◆ What the task asks: Extend the passage below on tiered health insurance, picking up directly after its final sentence.

We have heard about the options in tiered health insurance. This is where the insurer negotiates rates with different medical facilities and then charges the patient differently based on where they go. That generic drugs are cheaper than brand name ones, etc. are another side of this.
I have always thought this was a good idea. I think patients have a tendency to either go for medical care to wherever their doctors send them or where they have always gone. Patients are human beings who are essentially lazy and take the path of least resistance. But what if the insurance company started charging them more for where they have always gone? I never thought about that part.
Yesterday as I was rushing to go to work on a rainy Monday, I went back first for my hair brush and second to see if I left the stove on (otherwise I would have had a bad hair day and driven myself crazy all day thinking I was burning down the house with the cat in it), I was also listening to the radio. They had a commercial on for some big health insurance plan where the CEO or some big-wig was on talking about the how's and why's of tiered health care.

[Records held in a dataset]
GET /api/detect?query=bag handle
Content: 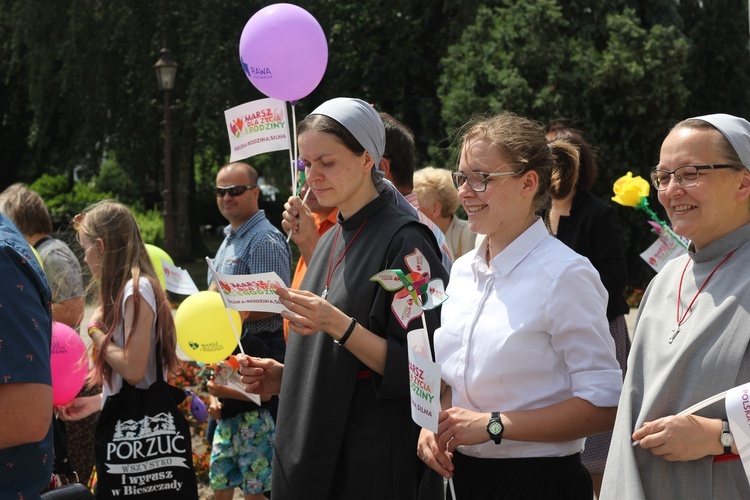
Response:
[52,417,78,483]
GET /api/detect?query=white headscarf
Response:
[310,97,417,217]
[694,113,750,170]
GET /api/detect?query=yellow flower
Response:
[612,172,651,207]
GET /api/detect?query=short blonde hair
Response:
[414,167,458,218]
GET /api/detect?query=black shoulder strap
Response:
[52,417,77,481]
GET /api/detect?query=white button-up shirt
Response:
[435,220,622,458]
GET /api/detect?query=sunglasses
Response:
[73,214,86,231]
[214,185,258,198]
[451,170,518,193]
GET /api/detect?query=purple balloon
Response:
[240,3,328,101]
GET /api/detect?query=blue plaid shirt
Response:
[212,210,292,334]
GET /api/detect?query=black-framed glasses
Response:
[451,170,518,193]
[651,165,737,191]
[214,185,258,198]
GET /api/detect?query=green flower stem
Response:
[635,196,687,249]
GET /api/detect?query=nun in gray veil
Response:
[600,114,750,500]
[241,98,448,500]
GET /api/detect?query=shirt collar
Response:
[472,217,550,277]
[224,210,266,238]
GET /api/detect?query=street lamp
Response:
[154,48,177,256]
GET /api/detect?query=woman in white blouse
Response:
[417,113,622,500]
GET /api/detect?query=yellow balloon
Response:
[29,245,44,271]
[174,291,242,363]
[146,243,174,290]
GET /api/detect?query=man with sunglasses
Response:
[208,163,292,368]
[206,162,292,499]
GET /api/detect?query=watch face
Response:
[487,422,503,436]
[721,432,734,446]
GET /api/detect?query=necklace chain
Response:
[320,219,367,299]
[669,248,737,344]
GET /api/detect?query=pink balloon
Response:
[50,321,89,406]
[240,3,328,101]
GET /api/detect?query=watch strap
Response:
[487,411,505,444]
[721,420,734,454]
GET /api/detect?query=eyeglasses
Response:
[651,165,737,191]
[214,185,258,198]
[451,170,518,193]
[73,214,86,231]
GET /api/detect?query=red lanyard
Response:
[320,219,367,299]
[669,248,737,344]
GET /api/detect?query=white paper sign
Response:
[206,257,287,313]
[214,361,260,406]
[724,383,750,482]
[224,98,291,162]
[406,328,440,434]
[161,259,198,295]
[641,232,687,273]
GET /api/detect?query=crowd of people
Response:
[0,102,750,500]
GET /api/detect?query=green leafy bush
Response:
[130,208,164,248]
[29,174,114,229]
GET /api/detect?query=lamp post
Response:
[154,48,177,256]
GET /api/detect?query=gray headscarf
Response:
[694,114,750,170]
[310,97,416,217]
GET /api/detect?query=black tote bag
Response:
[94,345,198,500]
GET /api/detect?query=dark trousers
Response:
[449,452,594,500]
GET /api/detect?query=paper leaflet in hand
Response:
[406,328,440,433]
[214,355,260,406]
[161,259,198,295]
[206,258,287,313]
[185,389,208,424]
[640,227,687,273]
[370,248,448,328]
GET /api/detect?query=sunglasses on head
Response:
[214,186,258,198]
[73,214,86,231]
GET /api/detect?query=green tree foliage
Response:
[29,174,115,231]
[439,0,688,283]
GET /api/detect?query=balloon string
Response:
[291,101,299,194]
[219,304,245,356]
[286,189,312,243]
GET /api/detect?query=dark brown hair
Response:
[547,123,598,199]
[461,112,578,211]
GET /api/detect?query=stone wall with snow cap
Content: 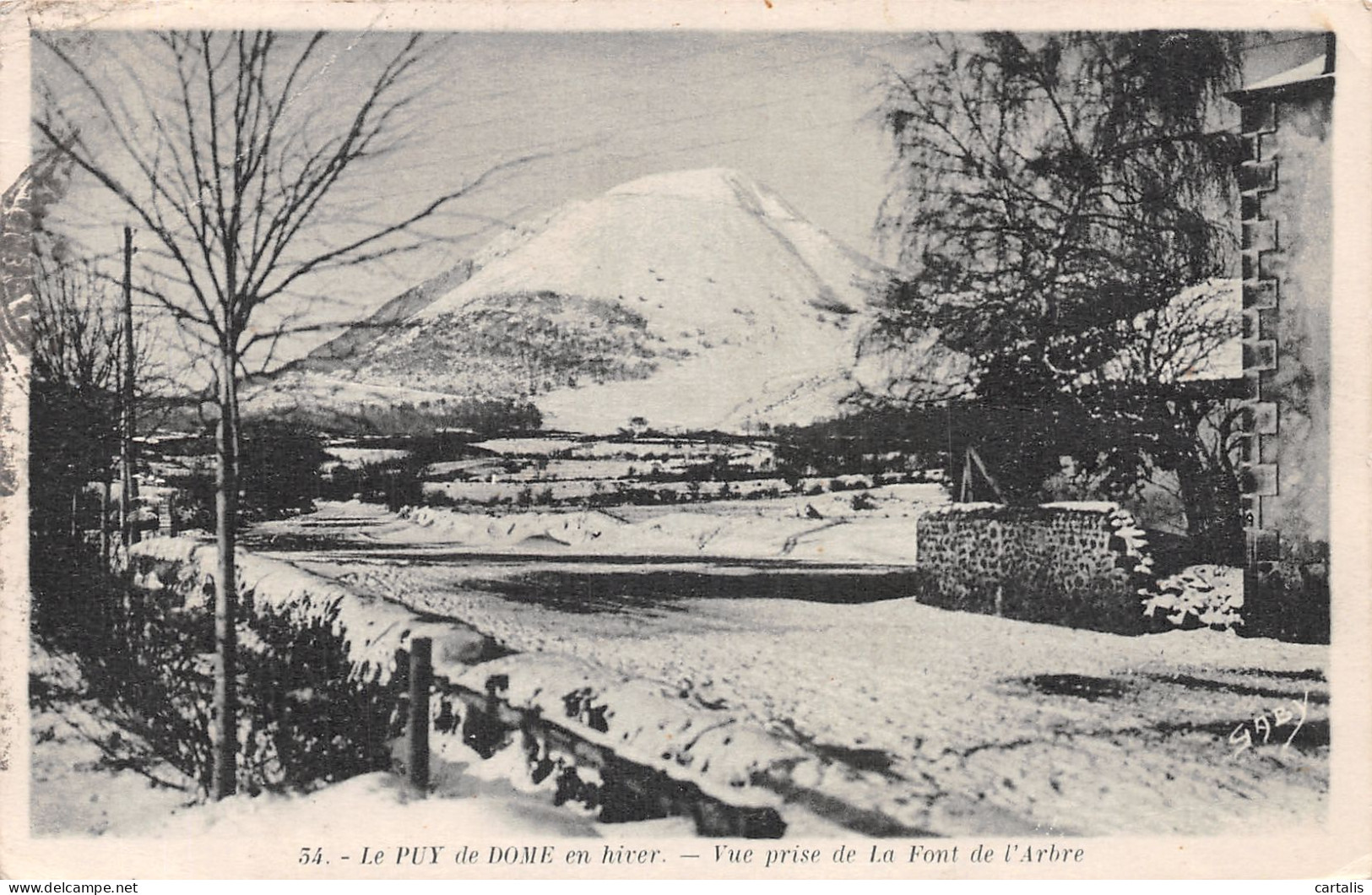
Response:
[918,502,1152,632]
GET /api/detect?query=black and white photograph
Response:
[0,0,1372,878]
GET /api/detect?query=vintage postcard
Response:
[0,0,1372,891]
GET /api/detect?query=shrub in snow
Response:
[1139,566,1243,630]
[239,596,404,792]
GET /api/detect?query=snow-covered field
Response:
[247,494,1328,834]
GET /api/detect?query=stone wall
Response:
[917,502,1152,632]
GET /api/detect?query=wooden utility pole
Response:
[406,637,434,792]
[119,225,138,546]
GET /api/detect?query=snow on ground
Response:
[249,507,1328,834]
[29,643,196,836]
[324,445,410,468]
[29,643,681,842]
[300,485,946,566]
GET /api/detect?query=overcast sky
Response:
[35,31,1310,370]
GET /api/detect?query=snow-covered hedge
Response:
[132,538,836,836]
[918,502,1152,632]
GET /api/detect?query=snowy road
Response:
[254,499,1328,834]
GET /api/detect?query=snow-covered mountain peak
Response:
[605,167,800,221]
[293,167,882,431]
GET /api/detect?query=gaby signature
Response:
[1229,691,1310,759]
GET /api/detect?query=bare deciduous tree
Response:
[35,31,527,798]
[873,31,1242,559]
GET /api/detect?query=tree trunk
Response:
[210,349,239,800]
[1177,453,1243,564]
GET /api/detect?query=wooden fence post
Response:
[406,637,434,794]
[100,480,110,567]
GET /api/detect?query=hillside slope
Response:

◆ Answer to this exercise:
I know I go to a relatively 'expensive' hospital but it is the closest one without going into the traffic filled city of Boston. Then the horrifying thought occurred to me - what if they started charging me more to go where my 30+ years of medical records reside? 'Surely they can't mean me' are the blinders we live by when these changes are announced. If this happens, I will have to become a rebel and protest this.
I understand the principle behind this steer patients to the less expensive medical facilities. This may also get them to use the smaller community facilities instead of the fancy (expensive) ones but there also should be some logic applied to this formula. Somewhere in the equation should be the consideration for the patient who doesn't want to go geographically far away for treatment when it good treatment is located near by. (This integration intentioned busing applied to medical care - send the patients to far away places because they want to keep things 'even'.) It sounds good in theory but isn't with the patient's best interests in mind. Hmmm.... must be the insurance companies in charge again.